» **Aim of the task**: When you come to a picture, pass over it, and set down the entries below exactly.

» **Records for this task**:
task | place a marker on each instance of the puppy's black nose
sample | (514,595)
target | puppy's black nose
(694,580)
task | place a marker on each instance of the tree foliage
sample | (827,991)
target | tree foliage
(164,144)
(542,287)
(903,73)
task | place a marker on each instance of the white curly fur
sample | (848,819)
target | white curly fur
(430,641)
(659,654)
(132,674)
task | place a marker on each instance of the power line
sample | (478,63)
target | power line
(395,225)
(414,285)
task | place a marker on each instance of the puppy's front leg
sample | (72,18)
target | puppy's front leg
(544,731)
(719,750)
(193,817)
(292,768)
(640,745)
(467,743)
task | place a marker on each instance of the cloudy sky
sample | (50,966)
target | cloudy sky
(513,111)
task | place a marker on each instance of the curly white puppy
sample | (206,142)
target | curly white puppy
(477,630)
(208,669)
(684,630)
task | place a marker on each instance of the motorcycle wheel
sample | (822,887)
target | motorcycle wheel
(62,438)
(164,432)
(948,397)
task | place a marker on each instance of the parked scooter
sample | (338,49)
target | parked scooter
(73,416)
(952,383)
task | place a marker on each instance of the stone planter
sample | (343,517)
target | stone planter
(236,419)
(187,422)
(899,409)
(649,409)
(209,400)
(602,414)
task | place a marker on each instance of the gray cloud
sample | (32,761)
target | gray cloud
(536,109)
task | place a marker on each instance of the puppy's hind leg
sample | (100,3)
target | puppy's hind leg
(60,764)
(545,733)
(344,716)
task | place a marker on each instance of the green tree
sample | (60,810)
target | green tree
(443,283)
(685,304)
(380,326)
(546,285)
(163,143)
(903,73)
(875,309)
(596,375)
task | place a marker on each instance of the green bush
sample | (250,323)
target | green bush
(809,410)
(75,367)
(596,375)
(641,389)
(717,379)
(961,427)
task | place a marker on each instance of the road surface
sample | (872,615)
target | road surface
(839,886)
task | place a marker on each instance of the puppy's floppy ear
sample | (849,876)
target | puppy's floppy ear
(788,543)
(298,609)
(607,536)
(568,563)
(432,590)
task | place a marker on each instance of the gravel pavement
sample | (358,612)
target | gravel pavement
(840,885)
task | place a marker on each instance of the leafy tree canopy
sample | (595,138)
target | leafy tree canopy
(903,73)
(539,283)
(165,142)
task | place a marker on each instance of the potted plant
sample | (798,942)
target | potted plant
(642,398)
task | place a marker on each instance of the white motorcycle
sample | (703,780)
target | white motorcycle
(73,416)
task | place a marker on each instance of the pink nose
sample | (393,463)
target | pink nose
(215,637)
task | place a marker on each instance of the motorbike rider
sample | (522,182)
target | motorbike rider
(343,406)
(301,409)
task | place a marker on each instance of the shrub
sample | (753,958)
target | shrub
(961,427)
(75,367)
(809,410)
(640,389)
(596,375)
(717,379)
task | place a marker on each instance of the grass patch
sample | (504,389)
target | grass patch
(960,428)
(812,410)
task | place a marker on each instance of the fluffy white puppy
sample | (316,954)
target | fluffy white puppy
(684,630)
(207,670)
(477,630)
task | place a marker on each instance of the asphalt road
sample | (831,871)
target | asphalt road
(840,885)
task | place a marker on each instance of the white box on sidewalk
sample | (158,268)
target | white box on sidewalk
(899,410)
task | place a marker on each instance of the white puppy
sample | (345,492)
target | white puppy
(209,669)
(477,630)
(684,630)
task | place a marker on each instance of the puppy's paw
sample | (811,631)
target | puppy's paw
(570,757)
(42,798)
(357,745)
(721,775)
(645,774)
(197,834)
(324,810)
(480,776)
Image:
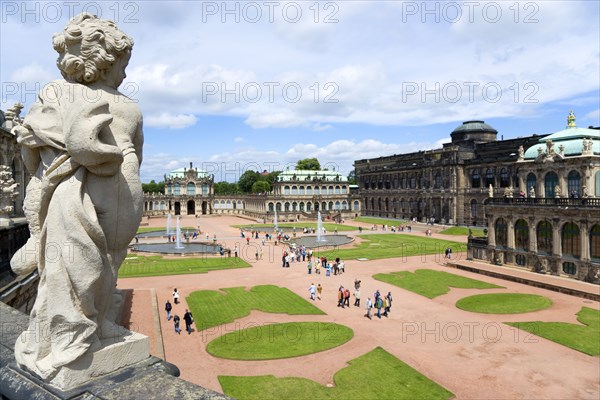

» **Exercise solution**:
task | place a marker on each instance of the puppy's black nose
sample | (514,595)
target | puppy's black nose
(694,580)
task | place a marker on each instance of the tree foliage
sample | (827,991)
target | tree foliage
(164,144)
(542,287)
(903,73)
task | place a marker on each instance of the white curly fur
sample | (848,819)
target | white curly fur
(430,641)
(659,654)
(132,674)
task | place a marker on each instance of the power line
sample | (478,63)
target | power line
(395,225)
(414,285)
task | place a marker on each instance of the puppy's front leg
sample | (72,18)
target | puppy's front leg
(544,731)
(719,750)
(193,817)
(292,768)
(640,745)
(467,743)
task | place a marker on each instance of the cloudy sky
sample | (50,966)
target | cloudy sky
(513,111)
task | place a marker on each instance of the curly white puppy
sample | (206,142)
target | curly white puppy
(477,630)
(208,669)
(684,630)
task | place a marker on each instance of the motorcycle wheel
sample | (822,887)
target | motorcycle wheel
(62,438)
(164,432)
(948,397)
task | place a marker on each instance of the parked scooter
sample | (338,49)
target | parked scooter
(73,416)
(952,383)
task | place a marker on each instance of the stone planter
sample | (343,517)
target | stone planter
(236,419)
(187,422)
(899,409)
(649,409)
(209,400)
(602,414)
task | place a marker on each instance of the gray cloud
sample | (32,761)
target | gray cloud
(536,109)
task | place a marker on each instance of the puppy's hind leg
sample | (100,3)
target | puppy's hind leg
(60,764)
(545,733)
(344,716)
task | place a marker on each instance of the green tree
sample | (60,810)
target | green tree
(443,283)
(685,304)
(380,326)
(546,285)
(163,143)
(903,73)
(875,309)
(596,375)
task | place a marker on each instance of the green bush
sample | (250,323)
target | green bush
(809,410)
(75,367)
(596,375)
(641,389)
(717,379)
(961,427)
task | place a marker on each instance of the road surface
sample | (872,615)
target | road surface
(839,886)
task | place a marker on each instance of the puppy's floppy ear
sample | (849,876)
target | puppy's floppy ear
(788,543)
(298,609)
(607,536)
(568,563)
(432,590)
task | place a marker on each instance of the gravel pavement
sample | (358,612)
target | gravel pavement
(840,885)
task | place a marker on each instance of the leafy tree canopy
sample | (595,138)
target | leafy tree canopy
(903,73)
(539,283)
(165,142)
task | place a marker on each instance of the potted plant
sample | (798,942)
target | potted plant
(642,398)
task | place a marker on each instance of the white motorcycle
sample | (703,780)
target | white motorcycle
(73,416)
task | place a marker on each instance of the pink nose
sample | (393,463)
target | pink nose
(215,637)
task | place a marker on each instance of the motorbike rider
sample | (522,182)
target | motorbike rider
(343,406)
(301,409)
task | place a marker on each instance of the shrub
sample | (753,958)
target | shrub
(961,427)
(75,367)
(809,410)
(640,389)
(596,375)
(717,379)
task | place a marker on each instance of the grass patch
sample | (504,389)
target | grass patch
(960,428)
(812,410)
task | place a marker on each instance of the fluffy white puppy
sample | (316,954)
target | fluffy white puppy
(684,630)
(207,670)
(477,630)
task | place a marker on each instance of the asphalt road
sample | (831,871)
target | asphalt road
(840,885)
task | place a marker on each instance of the white box on sidewalk
sample | (158,268)
target | white box on sidewalk
(899,410)
task | place a marker on each instance of the white puppy
sample | (345,492)
target | white puppy
(209,669)
(477,630)
(684,630)
task | place a marker on each instance of the puppy's paw
sample | (811,631)
target | puppy's paw
(570,757)
(42,798)
(357,745)
(721,775)
(645,774)
(197,834)
(324,810)
(480,776)
Image:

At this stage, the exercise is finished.